== Aim ==
Copy out the lines below word for word, leaving out the pictures.

**********

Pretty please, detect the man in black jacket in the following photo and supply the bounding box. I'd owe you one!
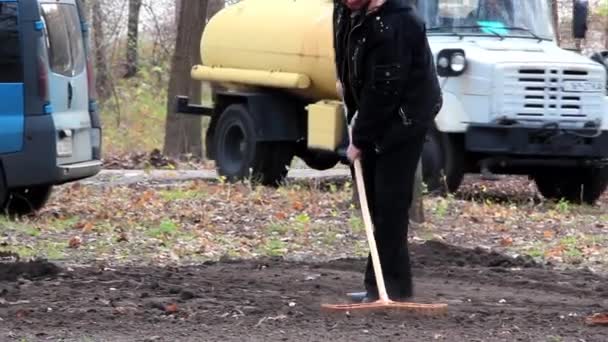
[334,0,442,301]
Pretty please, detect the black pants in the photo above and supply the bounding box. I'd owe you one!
[361,123,426,300]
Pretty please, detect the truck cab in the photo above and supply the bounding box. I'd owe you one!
[417,0,608,203]
[0,0,102,215]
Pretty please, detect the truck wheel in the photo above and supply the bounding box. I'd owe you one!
[422,129,464,194]
[213,104,294,186]
[533,167,608,205]
[300,151,340,171]
[5,185,53,216]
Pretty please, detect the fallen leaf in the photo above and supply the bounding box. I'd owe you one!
[293,201,304,211]
[116,232,129,242]
[546,246,564,257]
[68,236,82,248]
[585,313,608,326]
[165,303,177,314]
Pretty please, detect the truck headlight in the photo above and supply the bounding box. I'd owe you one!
[437,49,467,77]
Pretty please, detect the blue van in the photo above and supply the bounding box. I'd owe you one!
[0,0,102,215]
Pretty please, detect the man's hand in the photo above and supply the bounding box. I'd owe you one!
[346,143,361,163]
[346,126,361,163]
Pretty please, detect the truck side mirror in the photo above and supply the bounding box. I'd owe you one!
[572,0,589,39]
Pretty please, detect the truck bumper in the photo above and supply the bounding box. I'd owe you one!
[465,124,608,167]
[0,115,102,188]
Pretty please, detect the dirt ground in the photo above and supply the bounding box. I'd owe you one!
[0,242,608,341]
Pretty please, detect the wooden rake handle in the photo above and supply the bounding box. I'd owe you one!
[355,159,389,302]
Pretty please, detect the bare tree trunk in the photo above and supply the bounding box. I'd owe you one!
[207,0,226,20]
[600,5,608,50]
[91,0,110,100]
[551,0,561,45]
[163,0,207,158]
[174,0,182,25]
[124,0,142,78]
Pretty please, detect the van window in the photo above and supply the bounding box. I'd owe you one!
[0,2,23,83]
[41,4,86,77]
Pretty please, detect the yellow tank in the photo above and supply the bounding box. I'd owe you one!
[192,0,338,100]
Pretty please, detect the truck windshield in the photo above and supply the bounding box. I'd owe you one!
[0,2,23,83]
[418,0,554,40]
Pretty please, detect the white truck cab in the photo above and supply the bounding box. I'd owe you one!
[417,0,608,204]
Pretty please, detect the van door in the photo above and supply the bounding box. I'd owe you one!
[40,0,92,165]
[0,0,24,154]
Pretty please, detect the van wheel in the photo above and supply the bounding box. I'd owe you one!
[5,185,53,216]
[213,104,294,186]
[422,129,464,194]
[532,167,608,205]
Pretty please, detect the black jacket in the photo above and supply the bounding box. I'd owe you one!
[333,0,442,150]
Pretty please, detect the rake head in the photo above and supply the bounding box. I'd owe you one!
[321,299,448,316]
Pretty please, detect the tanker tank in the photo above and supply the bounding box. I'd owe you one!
[191,0,338,101]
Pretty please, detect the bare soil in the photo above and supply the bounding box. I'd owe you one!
[0,242,608,341]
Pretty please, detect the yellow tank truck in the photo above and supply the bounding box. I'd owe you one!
[178,0,608,204]
[178,0,348,185]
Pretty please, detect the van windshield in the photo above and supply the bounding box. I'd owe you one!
[0,2,23,83]
[418,0,554,40]
[41,3,86,77]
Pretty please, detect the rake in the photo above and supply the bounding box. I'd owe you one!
[321,159,448,315]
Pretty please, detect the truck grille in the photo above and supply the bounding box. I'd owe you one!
[496,65,602,121]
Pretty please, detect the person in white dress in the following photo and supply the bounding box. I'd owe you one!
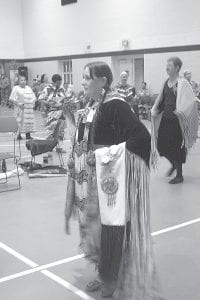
[10,75,36,140]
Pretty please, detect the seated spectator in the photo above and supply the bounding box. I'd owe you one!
[183,70,198,96]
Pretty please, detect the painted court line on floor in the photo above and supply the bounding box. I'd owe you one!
[0,253,85,283]
[0,243,95,300]
[0,218,200,300]
[151,218,200,236]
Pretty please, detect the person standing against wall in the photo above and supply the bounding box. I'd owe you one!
[0,75,11,107]
[10,75,36,140]
[151,57,198,184]
[39,74,74,152]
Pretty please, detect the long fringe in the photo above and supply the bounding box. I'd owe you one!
[115,153,164,300]
[177,105,198,152]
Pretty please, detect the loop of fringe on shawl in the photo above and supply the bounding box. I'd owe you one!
[115,152,164,300]
[176,105,198,152]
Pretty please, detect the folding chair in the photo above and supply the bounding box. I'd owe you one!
[0,117,21,193]
[26,120,64,167]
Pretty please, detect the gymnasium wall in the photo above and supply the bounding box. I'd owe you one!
[144,51,200,93]
[0,0,23,60]
[22,0,200,58]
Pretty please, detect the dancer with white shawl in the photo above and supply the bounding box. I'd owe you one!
[151,57,198,184]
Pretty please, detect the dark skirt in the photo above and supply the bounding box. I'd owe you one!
[157,116,186,163]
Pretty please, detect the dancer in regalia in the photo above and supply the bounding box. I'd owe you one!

**********

== Expected answer ==
Pretty please, detect the man in black jacket in the following photo and supply the bounding box. I'd owe you one!
[334,0,442,301]
Pretty please, detect the black pants in the photo above and supply the bounding box. I'd owe you one!
[361,123,426,300]
Pretty please, detect the truck cab in the photo above and supply the bounding box. I'd owe you one!
[417,0,608,203]
[0,0,102,215]
Pretty please, detect the truck wheel in the photo above and supply the bounding box. I'd owe you one!
[422,129,464,194]
[213,104,294,186]
[533,167,608,205]
[300,151,340,171]
[5,185,53,216]
Pretty please, detect the fallen leaf in the photo above and supply the bounding box. I'd owe you one!
[293,201,304,211]
[116,232,129,242]
[546,246,564,257]
[68,236,82,248]
[585,313,608,326]
[165,303,177,314]
Pretty please, detect the truck headlight in the photo above and supply the bounding box. I'd owe you one!
[437,49,467,77]
Pretty please, detect the blue van in the photo above and supply the bounding box. I'd owe you one!
[0,0,102,215]
Pretty please, detect the man's hand in the photo above and supply the bounding box. I'd owe you one!
[346,143,361,163]
[346,126,361,163]
Pretty please, detect the truck side mirror in the photo above and supply the bounding box. I'd owe you one!
[572,0,589,39]
Pretty please, detect the truck bumper in the photo above and supply the bounding box. I'd owe you one!
[465,124,608,167]
[0,115,102,188]
Pretty please, detect the dirt ground in the photo above and supply the bounding box. I'd owe you one!
[0,242,608,341]
Pretty please, detect the wooden rake handle in the photo above and supply the bounding box. I'd owe you one!
[355,159,389,302]
Pretty please, detect the bare tree trunk in the photo above and supply the bounding box. I'd owe you one!
[207,0,226,20]
[600,5,608,50]
[91,0,110,100]
[551,0,561,45]
[163,0,207,158]
[174,0,182,25]
[124,0,142,78]
Pretty please, detect the van window in the photo above and supply the bounding box. I'd owe you one!
[0,2,23,83]
[41,4,86,77]
Pretty please, detect the yellow tank in the photo above and supply the bounding box. I'd owe you one!
[192,0,338,100]
Pretty please, detect the truck windshield in the photo above and supply the bounding box. I'd owe you one!
[0,2,23,83]
[418,0,554,40]
Pretty please, detect the white truck cab in the photo above and supply the bounding box. I'd owe you one!
[417,0,608,204]
Pretty please, detect the van door in the photo above and supply the bounding box. I'd owe you one!
[40,0,92,165]
[0,0,24,154]
Pretty please, detect the van wheel in the photo above and supply the bounding box. I'd owe you one!
[5,185,53,216]
[213,104,294,186]
[422,129,464,194]
[532,167,608,205]
Pretty please, detect the black jacket in the photo above and supply the bounding box. I'd owe you one!
[333,0,442,150]
Pretty please, detect the rake head in the photo above and supply the bounding box. I'd owe you one!
[321,299,448,316]
Pretty please, detect the tanker tank in the photo above and supply the bounding box. I'd owe you one!
[191,0,338,101]
Pretty please, detect the bare soil in the photo above and supply the bounding box. I'd owe you one!
[0,242,608,341]
Pretty please, detect the yellow tank truck in the photo above and supply the bounding box. I'd owe you one!
[178,0,608,204]
[178,0,348,185]
Pretty please, detect the van windshield in the photo above and supply the bounding box. I'd owe you one!
[0,2,23,83]
[418,0,554,40]
[41,3,86,77]
Pretty please, detect the rake in the photo above and supply the bounding box. I'd owe you one!
[321,159,448,315]
Pretty please, detect the truck grille in the photo above and supply the bounding box. I'd owe you one!
[496,65,602,121]
Pretty please, detect the person in white dress in the following photo and supply the bounding box. I'd owe you one!
[10,75,36,140]
Pretty please, detect the seated spectator in the photo above and supply the bounding box. I'd owe you one!
[183,70,198,96]
Pretty please, detect the painted court line on floor in the photo above and supply the bounding box. I'd owe you one!
[0,253,85,283]
[0,243,95,300]
[0,218,200,300]
[151,218,200,236]
Pretty please, detect the person standing against wall in the photo above and supply the bounding box. I'd owe you one!
[0,75,11,107]
[10,75,36,140]
[151,57,198,184]
[39,74,74,152]
Pretty please, detect the long fringe in the photo above and supply the bounding box. I'd owe you one!
[115,153,164,300]
[177,105,198,152]
Pretty please, detect the loop of fringe on shawl in the photo above and supply the bounding box. I'd owe you one!
[115,152,164,300]
[176,105,198,152]
Pretty please, detect the folding chair in the photo above and supply the bounding box. I'd owe you one!
[0,117,21,193]
[26,120,64,167]
Pretty please, detect the gymnasium wall in the photo above and supply the bounding box. I'd owe you one!
[144,51,200,93]
[0,0,23,60]
[22,0,200,58]
Pretty please, detect the dancer with white shawl in the photo above and supply the bounding box. I'd owe you one!
[151,57,198,184]
Pretty please, detect the dark skirt in the photo above and supply the bounding box. I'd owe you one!
[157,116,186,163]
Pretty please, detect the dancer in regalia in the photo above and supply the bounding box. I'd owe you one!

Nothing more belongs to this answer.